======== DATA SHOWN ========

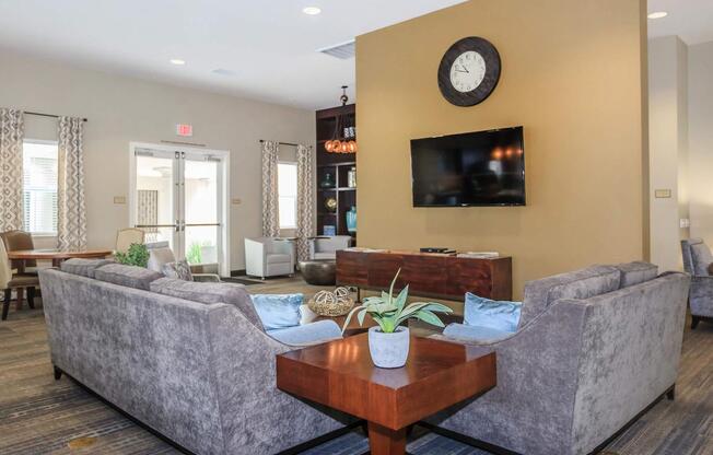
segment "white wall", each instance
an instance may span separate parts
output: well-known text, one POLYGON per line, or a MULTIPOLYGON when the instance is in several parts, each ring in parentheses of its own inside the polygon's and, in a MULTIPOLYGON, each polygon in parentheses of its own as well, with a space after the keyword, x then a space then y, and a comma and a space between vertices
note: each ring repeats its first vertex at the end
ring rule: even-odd
MULTIPOLYGON (((258 140, 314 145, 312 110, 89 71, 1 49, 0 62, 0 106, 89 118, 84 152, 90 247, 113 247, 116 231, 129 223, 128 205, 113 203, 115 196, 129 197, 129 142, 179 140, 175 125, 191 124, 191 142, 231 151, 230 198, 242 199, 231 206, 231 264, 234 270, 243 269, 243 238, 261 231, 258 140)), ((56 139, 56 120, 27 116, 25 136, 56 139)))
POLYGON ((691 236, 713 245, 713 42, 689 47, 691 236))
POLYGON ((681 268, 680 238, 688 230, 688 55, 676 36, 648 42, 648 135, 651 261, 681 268), (669 190, 670 198, 657 198, 669 190))

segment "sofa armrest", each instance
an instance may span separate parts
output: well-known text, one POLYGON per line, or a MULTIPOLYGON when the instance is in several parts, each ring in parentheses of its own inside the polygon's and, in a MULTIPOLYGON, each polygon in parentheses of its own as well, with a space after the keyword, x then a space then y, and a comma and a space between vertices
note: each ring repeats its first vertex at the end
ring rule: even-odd
POLYGON ((194 281, 200 283, 220 283, 220 277, 215 273, 194 273, 194 281))
POLYGON ((334 320, 318 320, 304 326, 268 330, 276 340, 289 346, 319 345, 341 338, 341 329, 334 320))

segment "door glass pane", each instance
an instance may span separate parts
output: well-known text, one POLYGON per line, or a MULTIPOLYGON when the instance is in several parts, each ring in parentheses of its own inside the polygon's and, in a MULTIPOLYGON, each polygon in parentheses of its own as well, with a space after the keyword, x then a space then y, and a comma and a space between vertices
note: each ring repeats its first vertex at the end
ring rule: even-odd
POLYGON ((186 224, 218 224, 218 167, 212 161, 186 160, 186 224))
POLYGON ((137 225, 147 232, 147 243, 170 242, 173 248, 174 180, 173 159, 137 156, 137 225))
POLYGON ((218 266, 218 226, 186 226, 186 260, 189 264, 218 266))

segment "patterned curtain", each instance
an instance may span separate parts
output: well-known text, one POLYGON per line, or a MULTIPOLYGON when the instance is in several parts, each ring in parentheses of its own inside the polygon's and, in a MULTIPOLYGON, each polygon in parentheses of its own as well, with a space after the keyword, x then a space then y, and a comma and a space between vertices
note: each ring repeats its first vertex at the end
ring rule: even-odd
POLYGON ((280 145, 274 141, 262 142, 262 236, 280 235, 278 195, 278 154, 280 145))
POLYGON ((315 166, 312 147, 297 145, 297 258, 309 259, 315 236, 315 166))
POLYGON ((65 250, 86 248, 83 130, 81 118, 59 117, 57 247, 65 250))
POLYGON ((25 120, 22 110, 0 109, 0 232, 21 230, 22 140, 25 120))

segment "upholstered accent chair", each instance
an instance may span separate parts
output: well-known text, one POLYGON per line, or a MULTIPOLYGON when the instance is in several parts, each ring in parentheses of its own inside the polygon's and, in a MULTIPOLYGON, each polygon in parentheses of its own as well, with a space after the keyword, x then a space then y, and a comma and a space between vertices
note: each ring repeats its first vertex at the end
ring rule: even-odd
MULTIPOLYGON (((35 249, 35 244, 32 240, 32 234, 25 231, 8 231, 0 234, 2 242, 8 252, 22 252, 24 249, 35 249)), ((37 261, 30 260, 11 260, 10 265, 13 269, 22 273, 37 275, 37 261)))
POLYGON ((4 242, 0 242, 0 290, 4 292, 4 301, 2 303, 2 320, 8 318, 8 312, 10 311, 10 300, 12 299, 13 290, 17 293, 17 304, 21 305, 23 293, 26 289, 27 304, 31 308, 34 308, 35 290, 37 287, 39 287, 39 280, 36 275, 13 273, 4 242))
POLYGON ((245 272, 252 277, 294 273, 294 244, 278 237, 245 238, 245 272))
MULTIPOLYGON (((149 264, 147 265, 149 270, 164 273, 164 266, 176 261, 176 256, 173 254, 173 249, 171 249, 168 242, 147 244, 147 249, 149 250, 149 264)), ((191 266, 190 271, 194 281, 220 282, 220 276, 218 273, 202 273, 202 268, 200 266, 191 266)))
POLYGON ((350 235, 332 235, 329 237, 309 238, 311 260, 336 260, 337 252, 351 246, 350 235))
POLYGON ((132 244, 142 245, 145 241, 145 232, 136 228, 127 228, 116 233, 116 252, 126 253, 132 244))
POLYGON ((702 238, 681 241, 681 250, 683 268, 692 277, 689 306, 693 329, 701 320, 713 322, 713 277, 708 271, 713 255, 702 238))

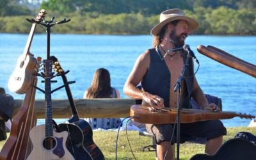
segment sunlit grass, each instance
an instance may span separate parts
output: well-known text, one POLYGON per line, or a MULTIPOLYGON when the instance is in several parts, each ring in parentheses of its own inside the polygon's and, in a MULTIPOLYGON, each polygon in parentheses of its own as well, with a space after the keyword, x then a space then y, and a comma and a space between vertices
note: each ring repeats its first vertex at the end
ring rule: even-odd
MULTIPOLYGON (((234 138, 236 134, 241 131, 250 132, 256 135, 256 128, 253 127, 228 127, 227 135, 224 136, 223 143, 234 138)), ((156 159, 155 152, 143 152, 144 146, 152 144, 152 138, 139 136, 138 131, 128 131, 128 138, 131 148, 137 159, 156 159)), ((102 151, 106 159, 115 159, 115 143, 117 132, 95 131, 93 132, 93 140, 102 151)), ((9 134, 8 134, 9 136, 9 134)), ((5 141, 0 141, 0 148, 2 148, 5 141)), ((180 159, 189 159, 196 154, 204 152, 204 145, 185 143, 180 147, 180 159)), ((134 159, 130 150, 125 131, 121 131, 118 139, 118 159, 134 159)))

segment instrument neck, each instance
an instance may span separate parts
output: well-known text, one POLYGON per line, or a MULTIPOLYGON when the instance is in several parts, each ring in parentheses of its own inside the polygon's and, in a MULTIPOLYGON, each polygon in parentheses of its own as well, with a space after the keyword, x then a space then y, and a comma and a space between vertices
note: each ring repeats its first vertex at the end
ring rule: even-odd
POLYGON ((23 54, 22 54, 22 56, 23 56, 24 60, 26 59, 26 56, 28 54, 30 54, 29 49, 30 49, 30 47, 31 47, 31 45, 32 40, 33 40, 33 38, 34 36, 34 34, 35 34, 35 31, 36 29, 36 23, 33 23, 32 24, 31 29, 30 30, 30 33, 29 33, 29 35, 28 36, 27 43, 26 44, 26 46, 25 46, 25 48, 24 48, 24 50, 23 54))

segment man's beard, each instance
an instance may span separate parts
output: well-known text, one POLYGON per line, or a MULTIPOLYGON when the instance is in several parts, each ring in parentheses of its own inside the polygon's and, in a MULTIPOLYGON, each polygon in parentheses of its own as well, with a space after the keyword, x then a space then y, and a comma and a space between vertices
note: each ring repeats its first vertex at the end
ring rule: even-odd
POLYGON ((182 35, 177 36, 176 35, 176 29, 173 29, 170 33, 170 41, 173 44, 175 47, 182 47, 184 45, 184 42, 180 40, 182 35))

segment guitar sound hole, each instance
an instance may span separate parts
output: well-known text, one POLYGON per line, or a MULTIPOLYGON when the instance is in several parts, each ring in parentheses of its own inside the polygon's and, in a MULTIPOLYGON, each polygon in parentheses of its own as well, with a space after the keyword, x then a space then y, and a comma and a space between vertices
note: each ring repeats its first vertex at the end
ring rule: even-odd
POLYGON ((53 137, 47 137, 44 140, 43 146, 47 150, 51 150, 56 145, 56 140, 53 137))

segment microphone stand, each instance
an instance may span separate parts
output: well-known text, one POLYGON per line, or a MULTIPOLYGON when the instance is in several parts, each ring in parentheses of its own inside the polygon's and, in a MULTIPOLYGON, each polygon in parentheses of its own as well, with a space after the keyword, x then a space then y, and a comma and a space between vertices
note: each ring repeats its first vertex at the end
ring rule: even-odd
POLYGON ((174 92, 178 92, 178 101, 177 103, 177 159, 179 160, 179 154, 180 154, 180 110, 182 109, 180 104, 180 91, 181 91, 181 84, 182 81, 184 80, 184 74, 188 66, 188 60, 189 58, 189 54, 188 54, 187 59, 186 60, 185 63, 183 65, 182 70, 180 72, 180 76, 179 76, 176 84, 174 86, 174 92))

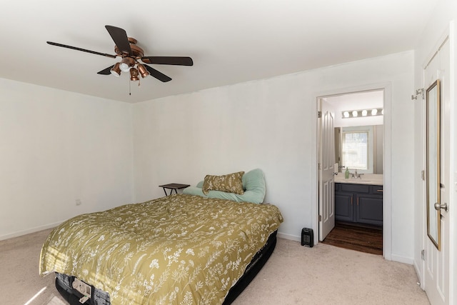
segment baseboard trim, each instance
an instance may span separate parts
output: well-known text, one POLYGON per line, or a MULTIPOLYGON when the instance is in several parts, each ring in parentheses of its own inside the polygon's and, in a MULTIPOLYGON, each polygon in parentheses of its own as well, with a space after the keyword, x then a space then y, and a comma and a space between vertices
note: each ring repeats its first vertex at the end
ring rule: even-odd
POLYGON ((391 261, 398 261, 398 263, 408 264, 408 265, 414 264, 414 259, 411 257, 405 257, 399 255, 392 254, 391 261))
POLYGON ((62 221, 55 222, 54 224, 49 224, 44 226, 36 226, 34 228, 27 229, 26 230, 18 231, 14 233, 10 233, 5 235, 0 236, 0 241, 5 239, 13 239, 14 237, 21 236, 23 235, 29 234, 31 233, 35 233, 43 230, 47 230, 48 229, 54 228, 61 224, 62 221))
POLYGON ((278 232, 278 237, 280 239, 288 239, 291 241, 301 241, 301 239, 300 236, 296 235, 286 234, 284 233, 278 232))

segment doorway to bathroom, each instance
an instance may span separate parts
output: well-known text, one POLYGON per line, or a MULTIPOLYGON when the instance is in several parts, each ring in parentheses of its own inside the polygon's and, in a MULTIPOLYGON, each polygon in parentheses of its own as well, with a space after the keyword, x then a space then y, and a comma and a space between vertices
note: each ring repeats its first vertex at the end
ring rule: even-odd
POLYGON ((318 210, 323 243, 383 254, 384 221, 390 224, 383 198, 386 88, 318 99, 318 210))

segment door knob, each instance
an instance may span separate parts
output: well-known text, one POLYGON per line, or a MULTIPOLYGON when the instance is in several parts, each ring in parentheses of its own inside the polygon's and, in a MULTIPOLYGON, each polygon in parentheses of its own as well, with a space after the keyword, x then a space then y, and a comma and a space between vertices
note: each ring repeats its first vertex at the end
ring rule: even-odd
POLYGON ((440 204, 439 202, 435 204, 435 209, 436 211, 439 211, 440 209, 444 209, 446 212, 448 211, 448 204, 446 202, 443 204, 440 204))

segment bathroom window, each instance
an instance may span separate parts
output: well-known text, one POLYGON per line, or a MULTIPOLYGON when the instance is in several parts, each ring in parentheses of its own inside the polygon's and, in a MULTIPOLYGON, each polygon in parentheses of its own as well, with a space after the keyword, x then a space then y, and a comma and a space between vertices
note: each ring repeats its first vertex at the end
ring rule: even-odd
POLYGON ((368 169, 368 131, 343 131, 341 134, 342 164, 346 168, 368 169))

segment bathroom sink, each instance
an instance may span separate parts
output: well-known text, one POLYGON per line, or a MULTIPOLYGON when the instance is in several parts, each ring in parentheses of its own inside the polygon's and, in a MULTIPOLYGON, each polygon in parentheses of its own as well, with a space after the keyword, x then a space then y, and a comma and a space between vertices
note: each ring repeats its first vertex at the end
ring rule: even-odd
POLYGON ((335 176, 335 183, 347 183, 352 184, 370 184, 370 185, 383 185, 383 175, 382 174, 367 174, 362 175, 361 178, 349 178, 344 179, 344 174, 339 173, 335 176))

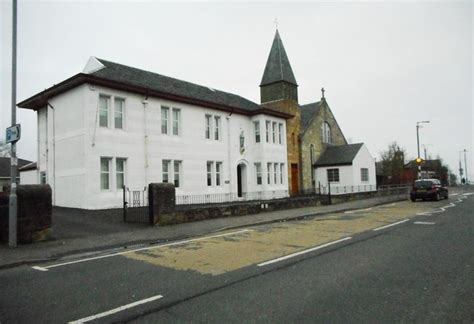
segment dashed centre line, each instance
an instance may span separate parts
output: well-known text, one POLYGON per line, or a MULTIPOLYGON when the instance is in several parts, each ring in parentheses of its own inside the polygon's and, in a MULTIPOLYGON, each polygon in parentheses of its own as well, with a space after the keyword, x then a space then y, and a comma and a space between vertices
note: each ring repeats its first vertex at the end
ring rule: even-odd
POLYGON ((266 261, 266 262, 263 262, 263 263, 259 263, 257 266, 263 267, 263 266, 266 266, 266 265, 269 265, 269 264, 273 264, 273 263, 276 263, 276 262, 288 260, 288 259, 294 258, 294 257, 296 257, 296 256, 298 256, 298 255, 302 255, 302 254, 306 254, 306 253, 309 253, 309 252, 313 252, 313 251, 316 251, 316 250, 325 248, 325 247, 327 247, 327 246, 334 245, 334 244, 337 244, 337 243, 340 243, 340 242, 343 242, 343 241, 347 241, 347 240, 350 240, 350 239, 352 239, 352 237, 345 237, 345 238, 343 238, 343 239, 340 239, 340 240, 337 240, 337 241, 333 241, 333 242, 329 242, 329 243, 326 243, 326 244, 323 244, 323 245, 319 245, 319 246, 313 247, 313 248, 311 248, 311 249, 307 249, 307 250, 304 250, 304 251, 292 253, 292 254, 289 254, 289 255, 282 256, 282 257, 280 257, 280 258, 276 258, 276 259, 269 260, 269 261, 266 261))

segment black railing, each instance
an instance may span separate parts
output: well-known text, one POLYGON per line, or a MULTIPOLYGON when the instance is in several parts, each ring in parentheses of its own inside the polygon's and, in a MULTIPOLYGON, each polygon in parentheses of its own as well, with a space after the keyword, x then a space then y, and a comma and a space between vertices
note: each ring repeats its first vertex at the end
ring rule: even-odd
POLYGON ((130 190, 128 187, 123 187, 123 221, 127 223, 152 223, 148 209, 147 187, 143 187, 141 190, 130 190))

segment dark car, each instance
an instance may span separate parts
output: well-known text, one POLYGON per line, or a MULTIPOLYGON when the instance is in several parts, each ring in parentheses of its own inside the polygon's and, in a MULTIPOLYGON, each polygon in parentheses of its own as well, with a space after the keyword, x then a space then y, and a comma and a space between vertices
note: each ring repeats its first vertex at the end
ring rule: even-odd
POLYGON ((441 198, 448 199, 448 188, 443 186, 438 179, 421 179, 413 182, 413 187, 410 191, 411 201, 417 199, 433 199, 440 200, 441 198))

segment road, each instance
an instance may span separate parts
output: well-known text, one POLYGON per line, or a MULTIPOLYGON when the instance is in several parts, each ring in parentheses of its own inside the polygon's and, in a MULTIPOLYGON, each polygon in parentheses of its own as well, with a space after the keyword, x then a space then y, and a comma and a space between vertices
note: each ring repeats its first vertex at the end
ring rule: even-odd
POLYGON ((474 322, 474 195, 0 271, 1 323, 474 322))

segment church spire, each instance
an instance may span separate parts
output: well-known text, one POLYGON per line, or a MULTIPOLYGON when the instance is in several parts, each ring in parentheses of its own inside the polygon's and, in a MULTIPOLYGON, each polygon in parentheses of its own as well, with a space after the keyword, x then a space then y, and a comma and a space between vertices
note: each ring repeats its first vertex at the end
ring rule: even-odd
POLYGON ((297 87, 298 84, 291 69, 290 60, 286 55, 285 47, 277 29, 263 72, 262 82, 260 82, 261 102, 281 99, 298 101, 297 87))
POLYGON ((281 41, 280 33, 277 29, 260 86, 278 81, 286 81, 298 85, 293 75, 293 70, 291 69, 290 60, 288 60, 288 56, 286 55, 285 47, 281 41))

========

YOUR INSTRUCTIONS:
Render the listing as a two-column CSV with the headers label_text and outline, starting with the line containing "segment man's beard, each instance" and going on through the line containing "POLYGON ((53 137, 47". Each row should pair a block of text with the polygon that follows it, with every field quoted and line breaks replaced by spaces.

RESULT OF THIS TASK:
label_text,outline
"segment man's beard, each instance an instance may span separate parts output: well-known text, one POLYGON per line, or a MULTIPOLYGON when the instance is in several parts, each ring in parentheses of its own inside the polygon's and, in a MULTIPOLYGON, each polygon in parentheses of its own as well, with a space after the keyword, x then a space then y, and a comma and a space between vertices note: each ring repeats its first vertex at the end ring rule: even-odd","POLYGON ((182 35, 177 36, 176 35, 176 29, 173 29, 170 33, 170 41, 173 44, 175 47, 182 47, 184 45, 184 42, 180 40, 182 35))"
"segment guitar sound hole, each instance an instance may span separate parts output: well-known text, one POLYGON per line, or a MULTIPOLYGON when the instance is in several parts, each ring in parentheses of its own inside the polygon's and, in a MULTIPOLYGON, each polygon in parentheses of its own as well, with a space after the keyword, x then a space then y, and a comma and a space between vertices note: each ring repeats its first vertex at the end ring rule: even-odd","POLYGON ((53 137, 47 137, 44 140, 43 146, 47 150, 51 150, 56 145, 56 140, 53 137))"